- [Exercise brief]:
Please transcribe, word for word, the line containing "Phrase: street light pole" and every line after it through the end of the records below, and nothing else.

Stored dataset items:
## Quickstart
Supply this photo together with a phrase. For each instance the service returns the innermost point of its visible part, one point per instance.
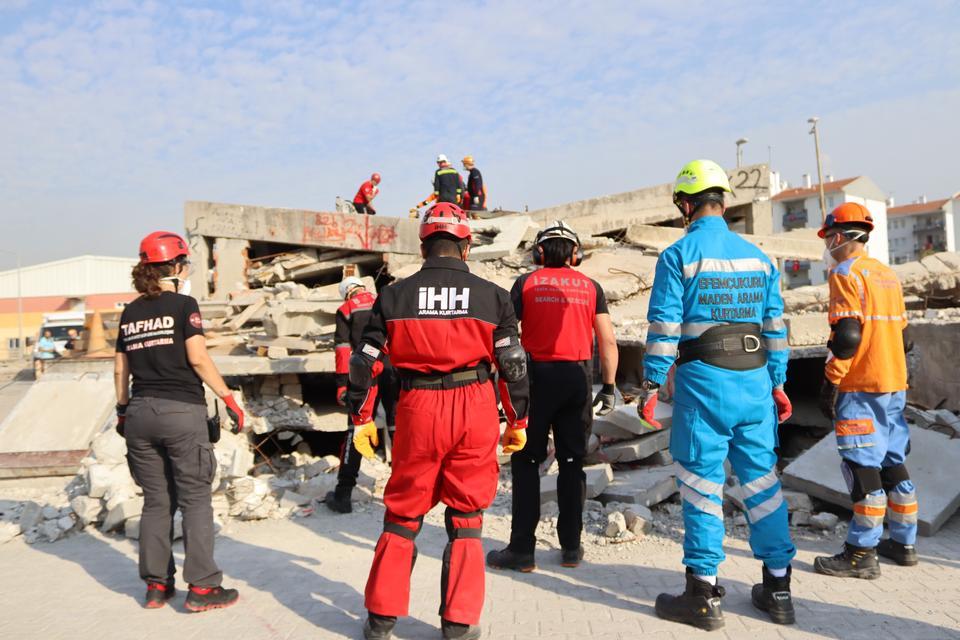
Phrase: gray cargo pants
(172, 460)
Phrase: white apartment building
(921, 228)
(799, 208)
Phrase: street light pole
(740, 143)
(816, 143)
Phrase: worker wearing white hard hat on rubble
(352, 317)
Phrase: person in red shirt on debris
(363, 201)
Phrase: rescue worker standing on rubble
(715, 311)
(864, 393)
(363, 201)
(352, 317)
(444, 329)
(560, 311)
(160, 345)
(475, 198)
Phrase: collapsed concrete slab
(817, 473)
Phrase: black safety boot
(852, 562)
(509, 559)
(158, 594)
(207, 598)
(458, 631)
(773, 596)
(903, 554)
(698, 605)
(571, 557)
(338, 502)
(378, 627)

- [Expected answer]:
Phrase: street light pole
(740, 143)
(816, 143)
Phrase: worker wearing white hard hat on rubble
(352, 317)
Phrase: person in red shirt on debris
(363, 201)
Phrase: rescue worker standing on rubble
(715, 311)
(864, 393)
(363, 201)
(352, 317)
(444, 329)
(560, 311)
(160, 345)
(475, 198)
Phrase: collapsed concrete slab
(817, 473)
Phrase: black safety boot
(852, 562)
(509, 559)
(158, 594)
(207, 598)
(458, 631)
(773, 596)
(903, 554)
(698, 605)
(571, 557)
(338, 502)
(378, 627)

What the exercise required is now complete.